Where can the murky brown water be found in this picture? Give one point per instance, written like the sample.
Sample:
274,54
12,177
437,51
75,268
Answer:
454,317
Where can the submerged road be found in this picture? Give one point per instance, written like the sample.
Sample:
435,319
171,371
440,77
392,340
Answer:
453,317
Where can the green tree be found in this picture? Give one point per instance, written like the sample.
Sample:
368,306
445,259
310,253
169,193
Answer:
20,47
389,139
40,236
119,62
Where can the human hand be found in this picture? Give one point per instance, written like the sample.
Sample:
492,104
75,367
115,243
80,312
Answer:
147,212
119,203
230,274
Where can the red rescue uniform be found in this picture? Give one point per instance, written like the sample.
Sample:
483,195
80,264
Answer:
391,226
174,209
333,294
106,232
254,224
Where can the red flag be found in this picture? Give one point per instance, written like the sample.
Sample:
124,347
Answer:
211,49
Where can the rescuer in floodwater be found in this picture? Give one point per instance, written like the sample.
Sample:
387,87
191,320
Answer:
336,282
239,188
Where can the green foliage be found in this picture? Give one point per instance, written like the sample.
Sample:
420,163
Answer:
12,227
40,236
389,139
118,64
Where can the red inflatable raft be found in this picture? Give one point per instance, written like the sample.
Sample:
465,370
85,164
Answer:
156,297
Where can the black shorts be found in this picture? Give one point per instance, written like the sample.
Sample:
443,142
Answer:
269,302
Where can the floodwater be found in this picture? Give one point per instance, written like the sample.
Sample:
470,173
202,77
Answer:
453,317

◇ ◇ ◇

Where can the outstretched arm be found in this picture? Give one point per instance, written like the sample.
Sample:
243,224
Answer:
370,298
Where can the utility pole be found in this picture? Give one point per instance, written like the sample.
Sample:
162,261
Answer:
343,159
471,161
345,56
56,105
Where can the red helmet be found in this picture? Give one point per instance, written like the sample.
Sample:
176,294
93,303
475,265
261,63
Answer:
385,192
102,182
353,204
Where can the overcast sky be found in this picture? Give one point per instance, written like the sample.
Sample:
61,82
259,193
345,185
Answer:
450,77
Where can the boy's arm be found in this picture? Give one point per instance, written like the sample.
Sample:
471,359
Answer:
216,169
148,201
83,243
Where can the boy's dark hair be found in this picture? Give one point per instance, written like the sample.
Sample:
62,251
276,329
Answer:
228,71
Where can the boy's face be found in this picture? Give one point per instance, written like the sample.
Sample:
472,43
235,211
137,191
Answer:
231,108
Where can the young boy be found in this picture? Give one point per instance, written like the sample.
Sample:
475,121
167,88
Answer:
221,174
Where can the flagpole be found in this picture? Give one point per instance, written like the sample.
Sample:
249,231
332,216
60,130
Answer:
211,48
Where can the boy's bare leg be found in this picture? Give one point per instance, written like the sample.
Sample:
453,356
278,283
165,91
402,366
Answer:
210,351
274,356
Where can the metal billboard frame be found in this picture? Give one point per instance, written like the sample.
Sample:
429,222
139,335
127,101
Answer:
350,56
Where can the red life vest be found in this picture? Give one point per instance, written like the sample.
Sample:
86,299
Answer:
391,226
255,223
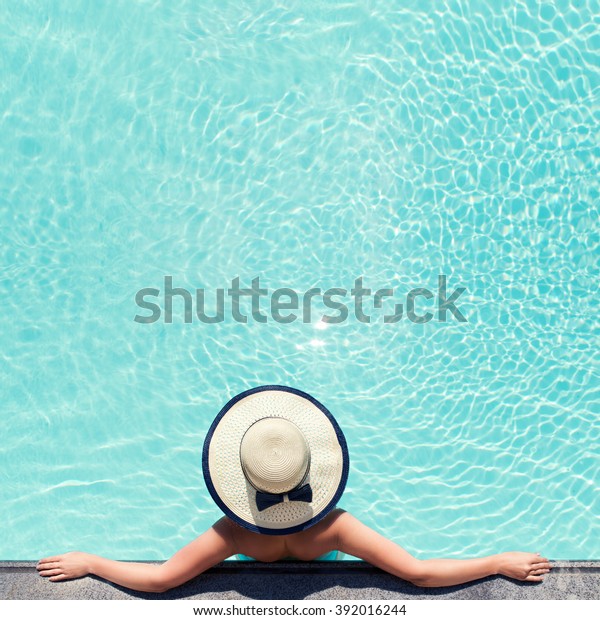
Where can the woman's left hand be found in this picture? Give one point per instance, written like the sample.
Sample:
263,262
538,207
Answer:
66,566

◇ ◇ ◇

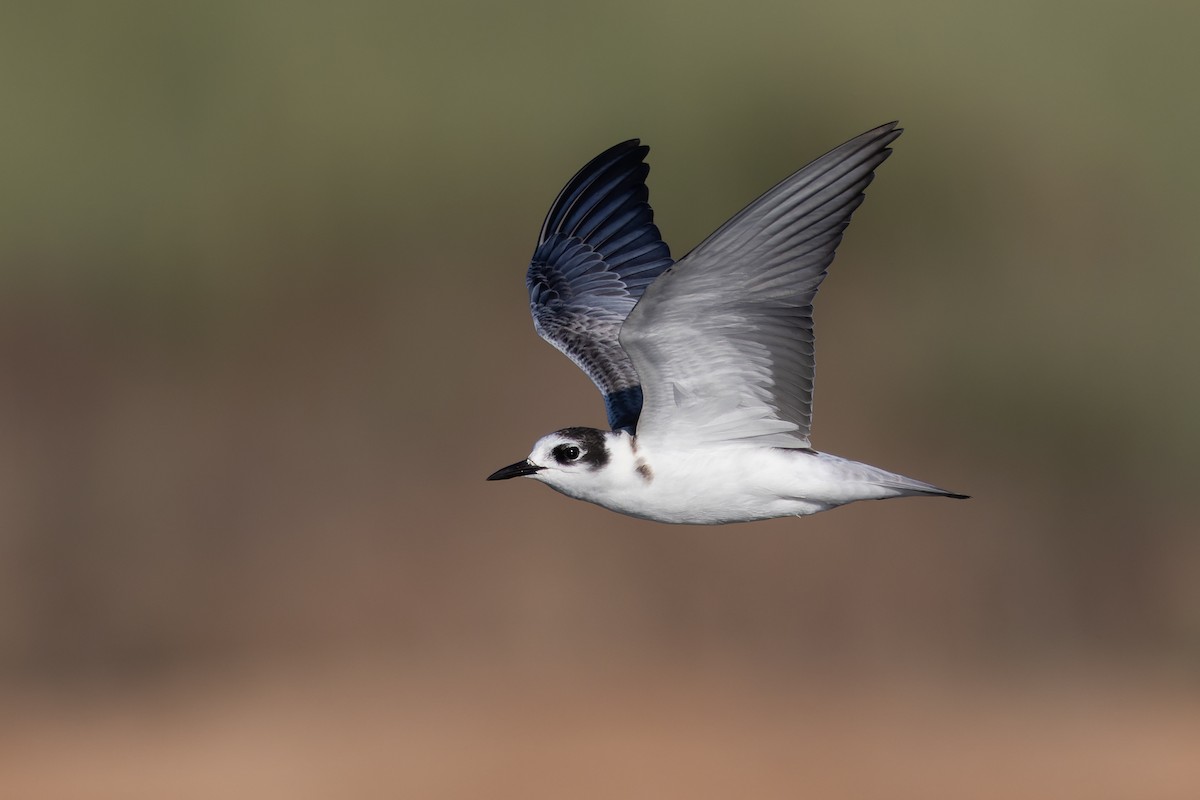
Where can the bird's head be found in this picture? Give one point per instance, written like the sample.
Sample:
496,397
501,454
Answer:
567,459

◇ ◇ ◇

Your goal:
Using the records above, report each line that contains the word "green" by copying it.

Your solution:
Where can the green tree be found in this picture? Give one point per instance, written like the sample.
Where can the green foliage be found in this picture? Give one point per instance, written like the sample.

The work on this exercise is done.